*WHAT THIS TASK INVOLVES:* Count how many lines in the entries below contain the word "Give". Reply with that number alone.

══════════════════════════════

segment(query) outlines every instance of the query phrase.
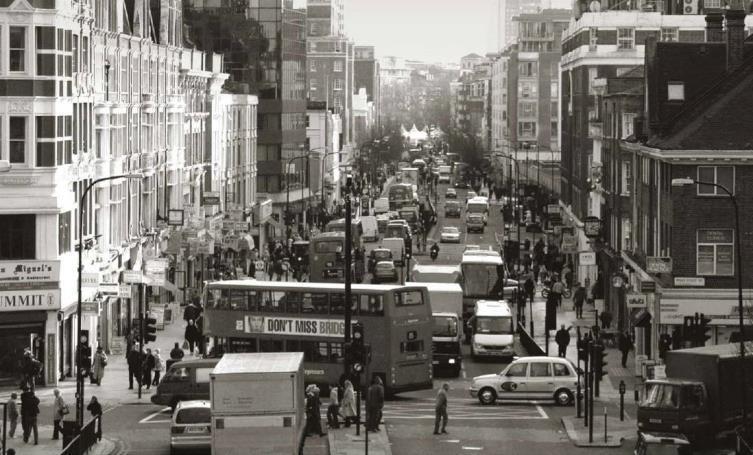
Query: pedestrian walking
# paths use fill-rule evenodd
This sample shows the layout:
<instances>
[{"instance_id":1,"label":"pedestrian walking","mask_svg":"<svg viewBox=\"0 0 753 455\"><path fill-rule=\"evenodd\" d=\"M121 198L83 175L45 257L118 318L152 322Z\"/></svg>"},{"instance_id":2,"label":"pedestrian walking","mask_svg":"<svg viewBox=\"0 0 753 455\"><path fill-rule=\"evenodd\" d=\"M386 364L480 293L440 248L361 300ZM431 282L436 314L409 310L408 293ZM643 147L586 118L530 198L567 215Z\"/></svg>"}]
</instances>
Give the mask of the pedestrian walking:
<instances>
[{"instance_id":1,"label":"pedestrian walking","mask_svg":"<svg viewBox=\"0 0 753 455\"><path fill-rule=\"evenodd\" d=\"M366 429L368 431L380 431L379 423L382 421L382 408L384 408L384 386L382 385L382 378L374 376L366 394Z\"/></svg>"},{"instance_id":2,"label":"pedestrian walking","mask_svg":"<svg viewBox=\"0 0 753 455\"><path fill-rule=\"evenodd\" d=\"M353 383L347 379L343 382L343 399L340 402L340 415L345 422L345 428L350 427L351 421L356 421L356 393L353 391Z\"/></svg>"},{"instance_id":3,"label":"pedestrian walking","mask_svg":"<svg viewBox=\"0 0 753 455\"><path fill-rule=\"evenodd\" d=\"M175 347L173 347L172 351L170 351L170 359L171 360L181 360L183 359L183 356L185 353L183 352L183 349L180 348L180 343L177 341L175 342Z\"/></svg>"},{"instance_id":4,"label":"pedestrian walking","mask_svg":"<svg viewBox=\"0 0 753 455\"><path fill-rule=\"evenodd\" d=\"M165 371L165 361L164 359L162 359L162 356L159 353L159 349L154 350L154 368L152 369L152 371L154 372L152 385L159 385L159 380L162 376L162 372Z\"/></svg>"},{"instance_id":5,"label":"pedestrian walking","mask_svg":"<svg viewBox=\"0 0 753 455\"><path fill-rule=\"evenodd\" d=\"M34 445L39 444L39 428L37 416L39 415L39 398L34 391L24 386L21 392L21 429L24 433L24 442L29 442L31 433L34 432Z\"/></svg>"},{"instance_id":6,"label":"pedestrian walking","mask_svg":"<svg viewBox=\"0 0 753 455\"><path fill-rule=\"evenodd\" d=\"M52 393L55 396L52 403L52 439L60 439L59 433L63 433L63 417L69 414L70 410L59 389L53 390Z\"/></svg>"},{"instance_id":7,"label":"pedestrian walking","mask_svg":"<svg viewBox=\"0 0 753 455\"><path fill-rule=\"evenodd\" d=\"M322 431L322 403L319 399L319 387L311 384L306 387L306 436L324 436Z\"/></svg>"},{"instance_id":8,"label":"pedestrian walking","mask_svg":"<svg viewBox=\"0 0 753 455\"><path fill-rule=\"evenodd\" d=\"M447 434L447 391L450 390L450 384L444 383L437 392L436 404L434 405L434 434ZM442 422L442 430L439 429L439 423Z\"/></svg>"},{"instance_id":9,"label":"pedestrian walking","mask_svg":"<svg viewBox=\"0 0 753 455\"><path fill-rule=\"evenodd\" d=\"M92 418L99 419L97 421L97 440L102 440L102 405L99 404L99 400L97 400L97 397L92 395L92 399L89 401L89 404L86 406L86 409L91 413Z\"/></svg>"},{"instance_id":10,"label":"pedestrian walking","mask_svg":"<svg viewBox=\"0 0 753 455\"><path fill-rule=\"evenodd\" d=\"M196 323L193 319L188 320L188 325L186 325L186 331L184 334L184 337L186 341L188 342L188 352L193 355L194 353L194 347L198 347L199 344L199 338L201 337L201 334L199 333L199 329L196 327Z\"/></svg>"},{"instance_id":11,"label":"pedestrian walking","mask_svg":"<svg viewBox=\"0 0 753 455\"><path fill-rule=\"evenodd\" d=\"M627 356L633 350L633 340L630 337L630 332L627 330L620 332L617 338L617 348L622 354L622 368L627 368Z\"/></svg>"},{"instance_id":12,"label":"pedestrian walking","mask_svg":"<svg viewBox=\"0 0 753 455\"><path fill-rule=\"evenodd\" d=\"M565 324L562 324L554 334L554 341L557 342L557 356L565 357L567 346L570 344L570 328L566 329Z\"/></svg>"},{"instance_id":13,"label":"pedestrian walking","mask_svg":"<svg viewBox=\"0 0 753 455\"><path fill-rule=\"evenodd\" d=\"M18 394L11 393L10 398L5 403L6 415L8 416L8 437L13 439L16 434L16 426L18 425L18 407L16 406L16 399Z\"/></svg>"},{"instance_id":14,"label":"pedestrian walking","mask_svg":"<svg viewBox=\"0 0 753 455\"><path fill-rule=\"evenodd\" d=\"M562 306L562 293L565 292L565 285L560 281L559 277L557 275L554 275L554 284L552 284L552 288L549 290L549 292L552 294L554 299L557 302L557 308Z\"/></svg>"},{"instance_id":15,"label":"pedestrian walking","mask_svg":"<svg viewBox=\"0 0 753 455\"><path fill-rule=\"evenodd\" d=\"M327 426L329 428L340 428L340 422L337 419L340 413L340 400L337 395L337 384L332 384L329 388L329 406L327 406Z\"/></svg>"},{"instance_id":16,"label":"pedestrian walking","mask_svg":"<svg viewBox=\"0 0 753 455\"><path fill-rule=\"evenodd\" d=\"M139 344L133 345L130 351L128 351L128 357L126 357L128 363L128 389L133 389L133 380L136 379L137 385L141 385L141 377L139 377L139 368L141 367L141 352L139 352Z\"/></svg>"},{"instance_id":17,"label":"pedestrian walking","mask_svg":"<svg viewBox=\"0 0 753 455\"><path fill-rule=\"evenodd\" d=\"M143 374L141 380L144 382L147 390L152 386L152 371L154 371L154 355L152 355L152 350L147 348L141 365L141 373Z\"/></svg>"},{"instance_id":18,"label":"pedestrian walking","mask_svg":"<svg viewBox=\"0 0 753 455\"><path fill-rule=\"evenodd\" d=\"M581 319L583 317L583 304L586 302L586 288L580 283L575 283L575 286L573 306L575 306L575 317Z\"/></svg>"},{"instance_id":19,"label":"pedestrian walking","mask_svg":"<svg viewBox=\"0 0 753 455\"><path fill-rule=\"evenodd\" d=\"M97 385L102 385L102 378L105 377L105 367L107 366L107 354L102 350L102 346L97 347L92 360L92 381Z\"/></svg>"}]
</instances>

══════════════════════════════

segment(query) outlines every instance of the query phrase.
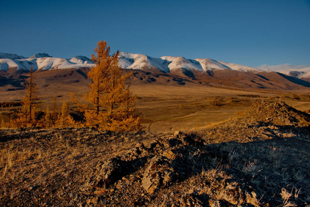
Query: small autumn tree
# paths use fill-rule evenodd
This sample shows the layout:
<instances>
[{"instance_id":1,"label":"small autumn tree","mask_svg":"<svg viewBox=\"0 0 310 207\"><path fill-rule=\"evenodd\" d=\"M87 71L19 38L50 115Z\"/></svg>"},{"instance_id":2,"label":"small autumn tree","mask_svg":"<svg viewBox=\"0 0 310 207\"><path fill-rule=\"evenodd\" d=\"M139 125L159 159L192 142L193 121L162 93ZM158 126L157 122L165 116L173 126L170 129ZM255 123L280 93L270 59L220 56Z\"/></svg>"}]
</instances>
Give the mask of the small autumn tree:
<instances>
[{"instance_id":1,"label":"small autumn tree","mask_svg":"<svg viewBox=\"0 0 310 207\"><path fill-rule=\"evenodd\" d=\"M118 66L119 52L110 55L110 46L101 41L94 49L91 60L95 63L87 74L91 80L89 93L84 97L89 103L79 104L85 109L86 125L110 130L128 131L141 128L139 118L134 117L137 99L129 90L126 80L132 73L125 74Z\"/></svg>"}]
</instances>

══════════════════════════════

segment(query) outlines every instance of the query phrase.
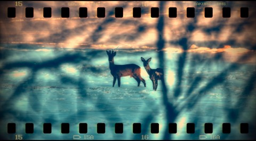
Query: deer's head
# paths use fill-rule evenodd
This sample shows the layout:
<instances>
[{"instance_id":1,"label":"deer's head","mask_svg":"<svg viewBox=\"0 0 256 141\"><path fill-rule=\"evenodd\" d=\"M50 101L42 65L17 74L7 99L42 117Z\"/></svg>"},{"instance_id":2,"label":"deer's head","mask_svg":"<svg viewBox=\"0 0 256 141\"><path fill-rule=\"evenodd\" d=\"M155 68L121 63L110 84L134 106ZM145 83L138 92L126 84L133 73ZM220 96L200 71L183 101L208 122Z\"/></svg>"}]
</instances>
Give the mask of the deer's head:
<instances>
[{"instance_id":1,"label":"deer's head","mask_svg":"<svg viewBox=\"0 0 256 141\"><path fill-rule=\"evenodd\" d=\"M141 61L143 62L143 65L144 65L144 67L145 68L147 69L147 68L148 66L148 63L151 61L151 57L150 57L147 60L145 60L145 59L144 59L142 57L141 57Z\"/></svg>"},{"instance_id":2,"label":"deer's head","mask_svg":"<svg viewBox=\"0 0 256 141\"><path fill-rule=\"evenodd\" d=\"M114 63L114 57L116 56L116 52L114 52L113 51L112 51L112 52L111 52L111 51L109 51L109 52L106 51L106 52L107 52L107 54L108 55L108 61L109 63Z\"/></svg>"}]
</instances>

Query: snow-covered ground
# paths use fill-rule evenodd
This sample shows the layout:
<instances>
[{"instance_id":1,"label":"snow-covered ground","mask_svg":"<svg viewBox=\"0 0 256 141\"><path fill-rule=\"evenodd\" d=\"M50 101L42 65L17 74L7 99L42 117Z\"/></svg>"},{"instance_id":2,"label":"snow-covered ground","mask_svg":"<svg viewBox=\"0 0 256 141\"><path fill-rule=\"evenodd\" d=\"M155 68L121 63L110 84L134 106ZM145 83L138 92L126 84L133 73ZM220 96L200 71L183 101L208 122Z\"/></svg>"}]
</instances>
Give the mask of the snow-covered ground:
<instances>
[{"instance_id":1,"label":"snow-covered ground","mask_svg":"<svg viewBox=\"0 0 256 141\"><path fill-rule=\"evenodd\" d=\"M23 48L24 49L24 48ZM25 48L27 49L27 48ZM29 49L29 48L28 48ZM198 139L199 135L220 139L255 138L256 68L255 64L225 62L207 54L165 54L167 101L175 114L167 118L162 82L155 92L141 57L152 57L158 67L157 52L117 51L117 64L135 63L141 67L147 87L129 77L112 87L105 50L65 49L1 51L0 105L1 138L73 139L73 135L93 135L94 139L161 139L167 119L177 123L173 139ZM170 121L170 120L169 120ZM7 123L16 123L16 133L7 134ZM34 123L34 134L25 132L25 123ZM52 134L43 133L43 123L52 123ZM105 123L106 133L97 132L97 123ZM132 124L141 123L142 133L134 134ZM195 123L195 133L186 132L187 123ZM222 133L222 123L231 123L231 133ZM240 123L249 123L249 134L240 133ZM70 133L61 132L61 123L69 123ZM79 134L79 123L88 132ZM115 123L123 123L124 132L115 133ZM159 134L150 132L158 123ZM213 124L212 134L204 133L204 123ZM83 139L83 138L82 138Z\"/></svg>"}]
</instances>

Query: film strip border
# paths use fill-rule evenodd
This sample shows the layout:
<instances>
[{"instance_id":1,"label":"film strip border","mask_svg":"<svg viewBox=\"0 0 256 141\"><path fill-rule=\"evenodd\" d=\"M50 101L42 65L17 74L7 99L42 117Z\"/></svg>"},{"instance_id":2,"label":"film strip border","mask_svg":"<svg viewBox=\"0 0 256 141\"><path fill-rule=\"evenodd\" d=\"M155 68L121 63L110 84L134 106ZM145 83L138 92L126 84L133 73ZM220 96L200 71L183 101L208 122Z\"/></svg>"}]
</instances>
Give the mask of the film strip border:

══════════════════════════════

*COMPLETE OUTPUT:* 5